Part of what I tried to do was to show that the Bible itself contains images of horror. I looked at the following passages: Jeremiah 9.20-22; Ezekiel 9.1-11 (esp. vv. 5-8); Ezekiel 16.1-43; Revelation 14.9-12, 14-20. Many of these are set in the context of idolatry. We grow comfortable with our God-dishonoring ways and the biblical portrait of the radical evil of rejecting the living God is needed. There are also a number of texts speaking about cannibalism: Deuteronomy 28.53; 2 Kings 6.28-29; Jeremiah 19.9; Lamentations 2.20; 4.10; Ezekiel 5.10. I also spoke of a few texts in Proverbs linking illicit sex with the images of destruction: Proverbs 7.1-27; 9.13-18.
Here a few quotations from Godawa's An Apologetic of Horror:
The prophet Daniel wrote horror literature, based on images and drama pitched by God to him in Babylon. Not only did God turn the blaspheming king Nebuchadnezzar into an insane wolfman to humble his idolatrous pride (Dan. 4), but He storyboarded horror epics for kings Belshazzar and Darius as allegories of the historical battle between good and evil to come. Huge hybrid carnivorous monsters come out of the sea like Godzilla, one of them with large fangs and ravishing claws to devour, crush, and trample over the earth (7:1–8) until it is slain and its flesh roasted in fire (7:11); there are blasphemous sacrileges causing horror (8:13), including an abomination of desolation (9:26–27); angels and demons engaging in spiritual warfare (10:13); rivers of fire (7:10); deep impact comets and meteors colliding with the earth, Armageddon style (8:10); wars, desolation, and complete destruction (9:26-27). The book of Daniel reads like God’s own horror film festival.

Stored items
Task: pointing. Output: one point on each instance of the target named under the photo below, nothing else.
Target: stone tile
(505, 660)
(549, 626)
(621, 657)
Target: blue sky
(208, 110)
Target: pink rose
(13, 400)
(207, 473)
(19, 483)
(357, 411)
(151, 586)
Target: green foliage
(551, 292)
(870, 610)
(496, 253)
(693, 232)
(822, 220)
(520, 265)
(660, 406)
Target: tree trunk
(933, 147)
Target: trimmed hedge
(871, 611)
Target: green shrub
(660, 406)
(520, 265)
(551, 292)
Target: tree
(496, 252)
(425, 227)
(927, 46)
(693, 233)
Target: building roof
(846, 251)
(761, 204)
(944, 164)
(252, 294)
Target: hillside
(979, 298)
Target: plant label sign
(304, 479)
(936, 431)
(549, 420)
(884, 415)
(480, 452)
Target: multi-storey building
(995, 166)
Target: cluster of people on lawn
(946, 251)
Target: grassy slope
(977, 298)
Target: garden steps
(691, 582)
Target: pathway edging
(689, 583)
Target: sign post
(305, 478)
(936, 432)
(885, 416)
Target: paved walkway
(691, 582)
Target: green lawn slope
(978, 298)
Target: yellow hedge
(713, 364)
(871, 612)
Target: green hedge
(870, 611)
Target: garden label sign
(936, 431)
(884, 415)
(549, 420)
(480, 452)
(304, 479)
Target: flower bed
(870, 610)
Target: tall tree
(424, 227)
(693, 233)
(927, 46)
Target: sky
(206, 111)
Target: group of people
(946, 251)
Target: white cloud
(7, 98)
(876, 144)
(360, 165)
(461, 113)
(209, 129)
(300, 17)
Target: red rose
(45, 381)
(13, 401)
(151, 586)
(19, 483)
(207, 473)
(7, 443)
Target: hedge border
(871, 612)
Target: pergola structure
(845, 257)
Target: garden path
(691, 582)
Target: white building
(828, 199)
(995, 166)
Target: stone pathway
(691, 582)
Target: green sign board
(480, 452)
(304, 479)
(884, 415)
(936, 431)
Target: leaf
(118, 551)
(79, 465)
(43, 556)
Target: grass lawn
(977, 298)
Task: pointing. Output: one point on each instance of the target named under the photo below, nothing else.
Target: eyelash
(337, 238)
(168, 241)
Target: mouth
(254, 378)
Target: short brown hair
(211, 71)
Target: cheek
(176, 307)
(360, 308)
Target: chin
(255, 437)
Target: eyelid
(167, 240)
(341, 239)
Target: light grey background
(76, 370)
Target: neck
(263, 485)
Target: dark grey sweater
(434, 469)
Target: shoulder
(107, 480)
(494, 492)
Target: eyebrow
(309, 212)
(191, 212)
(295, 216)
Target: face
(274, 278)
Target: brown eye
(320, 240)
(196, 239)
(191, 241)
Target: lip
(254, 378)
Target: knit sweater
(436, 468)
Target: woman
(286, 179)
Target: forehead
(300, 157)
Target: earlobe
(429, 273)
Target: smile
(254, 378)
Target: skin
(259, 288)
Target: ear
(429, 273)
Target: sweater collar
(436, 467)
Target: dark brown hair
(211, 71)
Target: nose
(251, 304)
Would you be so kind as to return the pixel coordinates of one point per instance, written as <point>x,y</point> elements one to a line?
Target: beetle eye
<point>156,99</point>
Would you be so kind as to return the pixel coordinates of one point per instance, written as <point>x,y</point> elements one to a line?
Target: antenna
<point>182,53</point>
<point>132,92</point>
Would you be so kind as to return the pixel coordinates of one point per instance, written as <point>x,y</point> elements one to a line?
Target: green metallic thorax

● Exercise set
- A) Rewrite the passage on horror imagery in the Bible, starting with "Part of what" and going on through "Proverbs 7.1-27; 9.13-18.", and change "idolatry" to "false worship".
- B) Resume the passage on horror imagery in the Bible from the point where it stops.

● Results in order
- A)
Part of what I tried to do was to show that the Bible itself contains images of horror. I looked at the following passages: Jeremiah 9.20-22; Ezekiel 9.1-11 (esp. vv. 5-8); Ezekiel 16.1-43; Revelation 14.9-12, 14-20. Many of these are set in the context of false worship. We grow comfortable with our God-dishonoring ways and the biblical portrait of the radical evil of rejecting the living God is needed. There are also a number of texts speaking about cannibalism: Deuteronomy 28.53; 2 Kings 6.28-29; Jeremiah 19.9; Lamentations 2.20; 4.10; Ezekiel 5.10. I also spoke of a few texts in Proverbs linking illicit sex with the images of destruction: Proverbs 7.1-27; 9.13-18.

- B)
The book of Revelation is an epic horror fantasy sequel to Daniel, complete with science fiction special effects, and spectacles of horror darker than anything in a David Cronenberg Grand Guignol theater of blood. In this apocalyptic prophecy we read of a huge demonic spectacle of genetically mutated monsters chasing and tormenting scream ing people (9:1–11); armies of bizarre beasts wreaking death and destruction on the masses (9:13–18); a demonic dragon chasing a woman with the intent to eat her child (12:3–4); a seven-headed amphibious Hydra with horns that blasphemes God and draws pagan idol worship from everyone on earth (13:1–10); massive famines (6:8); gross outbreaks of rotting sores covering people’s bodies (16:2); plagues of demonic insects torturing populations (9:1–11); fire-breathing Griffon-like creatures (9:17); supernatural warfare of angels and demons (12:7); the dragging of rotting corpses through the streets while people party over them (11:7–13); rivers and seas of blood (14:20; 16:3); a blaspheming harlot doing the deed with kings and merchants (17:1-5) who then turn on her, strip her naked, burn her with fire, and cannibalize her (17:16); more famines, pestilence, and plagues (18:8); and when the good guys win, there is a mighty feast of vultures scavenging the flesh of kings and commanders in victory (19:17–18). And I might add, this all gives glory to God in the highest.
This is exactly the tactic God uses with his prophets under both Old and New Covenants. God uses horrific explicit images in order to put up a mirror to cultures of social injustice and spiritual defilement. God used gang rape of a harlot and dismemberment of her body as a metaphor of Israel’s spiritual apostasy (Ezek. 16, 23), and the resurrection of skeletal remains as a symbol for the restoration of his people within the covenant (Ezek. 37). Our holy, loving, kind, and good God also used the following horror images to visually depict cultural decay and social injustice: skinning bodies and cannibalism (Mic. 3:1–3); Frankenstein replacement of necrotic body parts (Ezek. 11:19); cannibalism (Ezek. 36:13–14; Ps. 27:2; Prov. 30:14; Jer. 19:9; Zech 11:9); vampirism (2 Sam. 23:17; Rev. 16:6); cannibals and vampires together (Ezek. 39:18–19); rotting flesh (Lam 3:4; 4:8; Ps. 31:9–10; 38:2–8; Ezek. 24:3, 33:10; Zech 14:12); buckets of blood across the land (Ezek. 9:9, 22:2–4); man-eating beasts devouring people and flesh (Ezek. 19:1-8; 22:25, 27; 29:3; Dan. 7:5; Jer. 50:17); crushing and trampling bodies and grinding faces (Amos 4:1; 8:4; Isa. 3:15); and bloody murdering hands (Isa. 1:15, 59:3; Mic. 7:2–3). Horror is a strongly biblical medium for God’s social commentary.